Task prompt
Write out the data below word for word, with every line left unchanged.

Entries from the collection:
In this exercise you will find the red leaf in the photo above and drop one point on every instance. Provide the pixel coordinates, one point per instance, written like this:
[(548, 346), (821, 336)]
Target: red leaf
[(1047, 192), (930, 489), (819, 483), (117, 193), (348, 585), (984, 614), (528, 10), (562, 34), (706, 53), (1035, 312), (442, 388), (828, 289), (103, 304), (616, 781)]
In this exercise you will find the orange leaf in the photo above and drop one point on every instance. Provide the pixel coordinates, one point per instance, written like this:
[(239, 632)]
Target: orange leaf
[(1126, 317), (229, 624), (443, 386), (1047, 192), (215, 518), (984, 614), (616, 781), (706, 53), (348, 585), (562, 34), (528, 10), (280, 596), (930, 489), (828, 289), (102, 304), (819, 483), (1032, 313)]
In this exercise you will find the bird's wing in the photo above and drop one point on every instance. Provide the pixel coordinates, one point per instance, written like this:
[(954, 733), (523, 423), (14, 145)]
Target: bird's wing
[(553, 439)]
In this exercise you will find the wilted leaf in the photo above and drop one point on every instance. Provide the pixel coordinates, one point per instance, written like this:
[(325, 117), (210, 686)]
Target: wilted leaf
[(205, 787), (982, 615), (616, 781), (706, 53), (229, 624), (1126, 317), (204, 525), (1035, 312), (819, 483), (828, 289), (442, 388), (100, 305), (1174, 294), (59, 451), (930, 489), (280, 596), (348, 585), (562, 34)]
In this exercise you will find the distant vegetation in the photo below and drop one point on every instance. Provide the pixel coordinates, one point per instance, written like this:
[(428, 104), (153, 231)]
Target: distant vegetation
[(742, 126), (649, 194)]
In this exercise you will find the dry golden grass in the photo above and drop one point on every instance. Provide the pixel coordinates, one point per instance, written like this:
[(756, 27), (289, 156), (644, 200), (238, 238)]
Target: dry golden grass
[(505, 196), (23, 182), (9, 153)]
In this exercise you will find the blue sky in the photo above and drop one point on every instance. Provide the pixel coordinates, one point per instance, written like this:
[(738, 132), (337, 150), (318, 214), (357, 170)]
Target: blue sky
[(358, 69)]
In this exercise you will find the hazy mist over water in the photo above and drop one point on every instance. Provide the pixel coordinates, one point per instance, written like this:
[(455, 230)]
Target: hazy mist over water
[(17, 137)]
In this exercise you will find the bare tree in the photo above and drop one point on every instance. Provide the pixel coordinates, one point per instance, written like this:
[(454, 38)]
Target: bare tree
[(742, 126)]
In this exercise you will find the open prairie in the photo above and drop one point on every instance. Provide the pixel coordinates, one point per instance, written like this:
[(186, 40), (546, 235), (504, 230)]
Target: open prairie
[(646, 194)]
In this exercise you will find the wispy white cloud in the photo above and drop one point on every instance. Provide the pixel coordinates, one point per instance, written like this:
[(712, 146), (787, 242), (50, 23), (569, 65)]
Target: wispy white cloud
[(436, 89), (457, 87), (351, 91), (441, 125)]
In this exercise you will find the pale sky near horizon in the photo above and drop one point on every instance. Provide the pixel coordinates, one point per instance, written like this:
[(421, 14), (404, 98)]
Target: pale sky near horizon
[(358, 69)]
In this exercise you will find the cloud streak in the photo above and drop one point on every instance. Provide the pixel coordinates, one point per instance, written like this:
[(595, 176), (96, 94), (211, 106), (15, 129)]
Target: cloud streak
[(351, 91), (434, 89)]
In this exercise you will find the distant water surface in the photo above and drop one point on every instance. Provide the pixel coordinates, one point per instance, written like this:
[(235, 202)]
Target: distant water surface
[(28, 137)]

Task solution
In this exercise you will find the red leaf in the photo above and drop one point on every instance. Provide the pixel coordinates, one point per instance, written like this:
[(548, 346), (821, 336)]
Target: red leaf
[(1047, 192), (930, 489), (819, 483), (117, 193), (348, 585), (984, 614), (528, 10), (562, 34), (706, 53), (1035, 312), (442, 388), (828, 289), (103, 304), (616, 781)]
In this exercise you will find the orange leaf in the photo above and drop one point on every instance. Provide the pixel coordinates, one point per instance, written like this:
[(239, 632)]
Target: orange leaf
[(1126, 317), (229, 624), (443, 386), (1047, 192), (215, 518), (984, 614), (616, 781), (706, 53), (348, 585), (562, 34), (528, 10), (280, 596), (930, 489), (828, 289), (102, 304), (819, 483), (1032, 313)]
In this exercise you will find the bird's wing in the photo above and drop one point on every instance. Provide the pixel coordinates, one point per instance, written like this:
[(954, 733), (523, 423), (14, 145)]
Target: bird's wing
[(553, 439)]
In this exercise you will find the wilted leaf in the photo above and drop one point on every instance. Provide the pixel coordinates, one point per instance, written like this:
[(325, 117), (210, 686)]
Target: wilted leaf
[(205, 787), (982, 615), (616, 781), (706, 53), (229, 624), (1126, 317), (204, 525), (1035, 312), (819, 483), (828, 289), (442, 388), (100, 305), (1174, 294), (59, 451), (930, 489), (280, 596), (348, 585), (562, 34)]
In this exercise you will find the distant vegetation in the photo below and drop one point on every instance. Provide the pixel coordinates, one point per instance, written like this:
[(428, 104), (153, 231)]
Target: distant vegetation
[(742, 126), (649, 194)]
In this exercise you will find the dry golden grass in the photo above and drop one point on every instance. Provide the pixel coordinates, one point per instance, written like this:
[(756, 27), (289, 156), (644, 200), (238, 238)]
Target: dry golden grass
[(505, 196), (23, 182), (9, 153)]
In this exercise you will find the blue sky in the photo above and drop one point on every instance. Provide the pixel coordinates, one point per instance, written like this:
[(738, 132), (337, 150), (318, 214), (357, 170)]
Target: blue sky
[(358, 69)]
In this exercise you will find the hazy mist over water in the photo above and drop one point on every instance. Provide the pixel coordinates, one point per instance, written like this:
[(455, 230)]
Target: hazy mist over water
[(17, 137)]
In this exercise you will find the bare tree in the photo above and drop one point on every instance. Provide the pixel coordinates, one point per instance, written like this:
[(454, 38)]
Target: bare tree
[(742, 126)]
In this exercise you will find the open prairie in the photo above and drop one point on every instance. Provide the pixel coordinates, one point per instance, written like this:
[(186, 40), (546, 235), (504, 230)]
Target: open prairie
[(646, 194)]
In this exercise you will find the wispy white cloud in the photo above and drop one point on every instance. Provide the pixel coordinates, one point per instance, written like this:
[(712, 146), (787, 242), (50, 23), (569, 65)]
Target: wispy white cloud
[(436, 89), (457, 87), (351, 91), (441, 125)]
In this exercise you will find the pale sky near horizon in the photo above and drop one point on every instance. Provide the pixel coordinates, one point per instance, written like this:
[(421, 14), (404, 98)]
Target: pale sky near horizon
[(358, 69)]
In this exercise you will find the cloud streak in the photo above and drop one point on every instance. Provide the pixel coordinates, one point per instance, written like this:
[(595, 176), (96, 94), (211, 106), (15, 129)]
Target: cloud streak
[(351, 91), (434, 89)]
In this exercise you will find the distant water surface in the photo above and drop one point on every instance. Provide the pixel coordinates, one point per instance, written like this:
[(235, 202)]
Target: distant water surface
[(28, 137)]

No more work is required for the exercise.